ACTIVITIES:
**a)** Repeat the passage of the article on Boston's school relief funding from "City Councilor Andrea Campbell addresses" to "COVID relief funding.".
**b)** For each statement about the article on Boston's school relief funding, answer yes or no, then quote the article's exact words that decide it: (i) Boston is slated to receive more than $400 million in ESSER funding; (ii) Campbell held her press conference last Friday; (iii) Campbell said the district has already published a timeline for using the funds.

SELECTED TEXT:

City Councilor Andrea Campbell addresses reporters in front of the Trotter school in Roxbury.

The Boston Public Schools central office at the Bruce Bolling Building in Roxbury.
Campbell: District should put money to use now
Citing wait lists for summer programs and school buildings with no air conditioning, District 4 City Councilor Andrea Campbell held a press conference last Wednesday calling on the Boston Public Schools to accelerate their release of millions of dollars in federal COVID relief funding.
Boston is slated to receive more than $400 million in Elementary and Secondary School Emergency Relief (ESSER) funding. While district officials are in the midst of a series of meetings with parents, students, school staff and other members of the public, soliciting input they hope will inform their priorities for spending, Campbell says there are urgent needs in the city’s schools that are not being met.
“We’ve known about this funding since March, and there is still no public plan, no timeline, no strategy from the administration or the district on how the city intends to use these once-in-a-generation funds,” Campbell told reporters. “While I appreciate the community process that BPS is launching to engage families, and how these dollars could be spent, this process should have started months ago, and been completed, frankly, by now.”

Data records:
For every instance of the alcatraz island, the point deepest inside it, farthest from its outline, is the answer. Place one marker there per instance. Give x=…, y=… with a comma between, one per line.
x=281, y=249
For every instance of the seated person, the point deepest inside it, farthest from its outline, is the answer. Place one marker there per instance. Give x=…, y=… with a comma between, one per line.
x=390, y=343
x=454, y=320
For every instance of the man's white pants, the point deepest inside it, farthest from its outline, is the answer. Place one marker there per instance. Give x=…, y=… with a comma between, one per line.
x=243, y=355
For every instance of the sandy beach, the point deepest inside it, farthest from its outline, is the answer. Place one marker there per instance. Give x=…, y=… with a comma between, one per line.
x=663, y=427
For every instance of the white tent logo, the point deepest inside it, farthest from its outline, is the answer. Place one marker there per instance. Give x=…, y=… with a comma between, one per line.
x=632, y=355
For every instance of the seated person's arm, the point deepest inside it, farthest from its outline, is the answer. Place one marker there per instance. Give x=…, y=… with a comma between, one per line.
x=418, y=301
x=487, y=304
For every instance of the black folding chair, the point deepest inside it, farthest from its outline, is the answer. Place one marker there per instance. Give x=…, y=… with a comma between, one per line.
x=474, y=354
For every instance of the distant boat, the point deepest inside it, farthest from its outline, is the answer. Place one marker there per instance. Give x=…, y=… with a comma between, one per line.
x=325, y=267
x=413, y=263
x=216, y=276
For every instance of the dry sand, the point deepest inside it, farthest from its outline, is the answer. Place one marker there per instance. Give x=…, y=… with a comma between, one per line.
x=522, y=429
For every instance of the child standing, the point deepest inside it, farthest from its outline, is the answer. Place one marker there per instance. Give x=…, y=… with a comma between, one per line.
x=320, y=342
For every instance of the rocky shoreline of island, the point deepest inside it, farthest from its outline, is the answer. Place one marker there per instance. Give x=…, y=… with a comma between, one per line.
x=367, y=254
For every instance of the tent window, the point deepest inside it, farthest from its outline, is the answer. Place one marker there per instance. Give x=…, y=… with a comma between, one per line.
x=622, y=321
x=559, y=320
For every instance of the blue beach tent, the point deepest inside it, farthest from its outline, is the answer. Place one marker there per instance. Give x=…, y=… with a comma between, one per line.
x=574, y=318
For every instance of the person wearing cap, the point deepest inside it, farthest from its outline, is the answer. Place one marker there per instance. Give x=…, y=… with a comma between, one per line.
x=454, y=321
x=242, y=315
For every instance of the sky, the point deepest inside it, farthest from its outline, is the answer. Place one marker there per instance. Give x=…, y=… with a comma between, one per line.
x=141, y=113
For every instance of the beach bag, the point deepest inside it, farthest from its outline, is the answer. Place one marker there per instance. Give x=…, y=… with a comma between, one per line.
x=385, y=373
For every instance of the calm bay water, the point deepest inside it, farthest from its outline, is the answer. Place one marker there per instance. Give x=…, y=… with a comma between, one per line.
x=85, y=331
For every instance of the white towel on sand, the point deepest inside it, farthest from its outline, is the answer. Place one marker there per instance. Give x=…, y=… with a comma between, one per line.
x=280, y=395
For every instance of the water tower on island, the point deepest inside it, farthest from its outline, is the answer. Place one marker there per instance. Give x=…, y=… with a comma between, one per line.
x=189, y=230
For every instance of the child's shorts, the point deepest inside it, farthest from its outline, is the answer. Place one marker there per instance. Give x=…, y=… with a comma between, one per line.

PER-TASK ANSWERS:
**a)**
City Councilor Andrea Campbell addresses reporters in front of the Trotter school in Roxbury.

The Boston Public Schools central office at the Bruce Bolling Building in Roxbury.
Campbell: District should put money to use now
Citing wait lists for summer programs and school buildings with no air conditioning, District 4 City Councilor Andrea Campbell held a press conference last Wednesday calling on the Boston Public Schools to accelerate their release of millions of dollars in federal COVID relief funding.

**b)**
(i) Yes: "Boston is slated to receive more than $400 million in Elementary and Secondary School Emergency Relief (ESSER) funding."
(ii) No: "held a press conference last Wednesday"
(iii) No: "there is still no public plan, no timeline, no strategy from the administration or the district"